=== ESERCIZIO ===
Nel testo sull'AIDS, quale percentuale delle persone malate di AIDS si stima che viva in Africa?

=== TESTO DELL'ESERCIZIO ===

Diversa, invece, la situazione in Italia. "Mentre il numero delle nuove infezioni da Hiv non accenna a diminuire, anzi sembra in crescita tra i maschi che fanno sesso con maschi, le istituzioni sono ancora arroccate su posizioni conservative".
AIDS in Africa. L'Africa è il continente più colpito dal virus, ma non per questo si può parlare di una singola epidemia africana. Nonostante solamente il 12% della popolazione mondiale viva in Africa, si stima che ben il 60% delle persone malate di AIDS viva nel continente africano. La combinazione di HIV e tubercolosi è la maggior causa di morti tra gli infetti nei paesi sub-sahariani, ma questa combinazione di virus non è assolutamente limitata all'Africa. La tubercolosi è la malattia infettiva che uccide il maggior numero di donne in età riproduttiva nel mondo, e il maggior numero di persone affette da HIV o AIDS.

=== DATI FORNITI ===
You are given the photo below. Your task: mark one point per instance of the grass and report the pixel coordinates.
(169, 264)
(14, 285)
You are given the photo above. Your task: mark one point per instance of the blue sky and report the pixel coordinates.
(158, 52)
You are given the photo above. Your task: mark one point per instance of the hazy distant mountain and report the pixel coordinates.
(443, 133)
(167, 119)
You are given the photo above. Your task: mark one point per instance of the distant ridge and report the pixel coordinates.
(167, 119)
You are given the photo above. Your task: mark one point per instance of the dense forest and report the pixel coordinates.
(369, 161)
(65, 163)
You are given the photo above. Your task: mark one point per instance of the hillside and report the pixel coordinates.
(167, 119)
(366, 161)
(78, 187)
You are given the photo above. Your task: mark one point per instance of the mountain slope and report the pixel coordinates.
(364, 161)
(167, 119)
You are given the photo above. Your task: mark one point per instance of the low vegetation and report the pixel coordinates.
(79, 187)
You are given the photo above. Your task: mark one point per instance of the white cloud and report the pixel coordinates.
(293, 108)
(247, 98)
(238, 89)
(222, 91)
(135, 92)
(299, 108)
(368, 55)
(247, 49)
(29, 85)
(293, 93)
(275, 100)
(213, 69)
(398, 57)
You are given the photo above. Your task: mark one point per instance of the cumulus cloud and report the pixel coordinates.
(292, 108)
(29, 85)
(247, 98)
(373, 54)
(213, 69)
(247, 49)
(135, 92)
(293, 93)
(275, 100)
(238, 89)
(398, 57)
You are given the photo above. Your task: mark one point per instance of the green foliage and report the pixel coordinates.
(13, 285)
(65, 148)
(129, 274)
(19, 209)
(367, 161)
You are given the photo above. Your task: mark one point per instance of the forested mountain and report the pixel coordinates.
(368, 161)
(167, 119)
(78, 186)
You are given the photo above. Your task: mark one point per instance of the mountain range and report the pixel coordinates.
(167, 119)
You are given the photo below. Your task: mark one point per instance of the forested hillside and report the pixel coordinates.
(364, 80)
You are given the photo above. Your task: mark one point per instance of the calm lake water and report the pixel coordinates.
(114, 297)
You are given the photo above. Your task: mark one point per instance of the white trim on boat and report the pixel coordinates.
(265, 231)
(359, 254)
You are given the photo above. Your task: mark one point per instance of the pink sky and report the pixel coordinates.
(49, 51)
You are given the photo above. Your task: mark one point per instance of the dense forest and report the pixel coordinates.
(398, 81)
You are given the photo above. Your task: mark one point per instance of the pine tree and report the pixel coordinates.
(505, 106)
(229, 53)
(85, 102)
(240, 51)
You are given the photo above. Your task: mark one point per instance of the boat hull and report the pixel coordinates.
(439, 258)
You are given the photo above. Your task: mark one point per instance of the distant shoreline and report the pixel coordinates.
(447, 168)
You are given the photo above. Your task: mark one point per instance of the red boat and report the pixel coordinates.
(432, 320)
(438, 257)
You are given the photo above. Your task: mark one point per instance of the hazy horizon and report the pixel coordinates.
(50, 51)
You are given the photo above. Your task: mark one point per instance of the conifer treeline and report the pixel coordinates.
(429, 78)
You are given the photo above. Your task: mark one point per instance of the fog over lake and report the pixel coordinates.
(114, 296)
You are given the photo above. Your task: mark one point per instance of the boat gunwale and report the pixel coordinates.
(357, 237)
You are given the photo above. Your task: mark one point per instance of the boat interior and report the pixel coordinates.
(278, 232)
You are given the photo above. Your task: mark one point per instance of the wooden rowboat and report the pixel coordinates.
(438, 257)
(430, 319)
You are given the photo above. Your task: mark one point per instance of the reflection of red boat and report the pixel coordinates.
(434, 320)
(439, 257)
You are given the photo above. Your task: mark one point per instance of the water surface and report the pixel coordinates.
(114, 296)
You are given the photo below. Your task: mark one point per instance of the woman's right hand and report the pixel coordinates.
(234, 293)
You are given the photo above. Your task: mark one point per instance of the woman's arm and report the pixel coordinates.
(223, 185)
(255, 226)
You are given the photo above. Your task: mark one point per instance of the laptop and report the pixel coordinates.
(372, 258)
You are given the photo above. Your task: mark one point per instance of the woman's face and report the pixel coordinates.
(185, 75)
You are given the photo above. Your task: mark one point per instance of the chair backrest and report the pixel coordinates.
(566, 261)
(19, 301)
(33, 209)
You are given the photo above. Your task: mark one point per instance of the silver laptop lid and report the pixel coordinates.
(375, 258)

=== SOLUZIONE ===
Il 60%.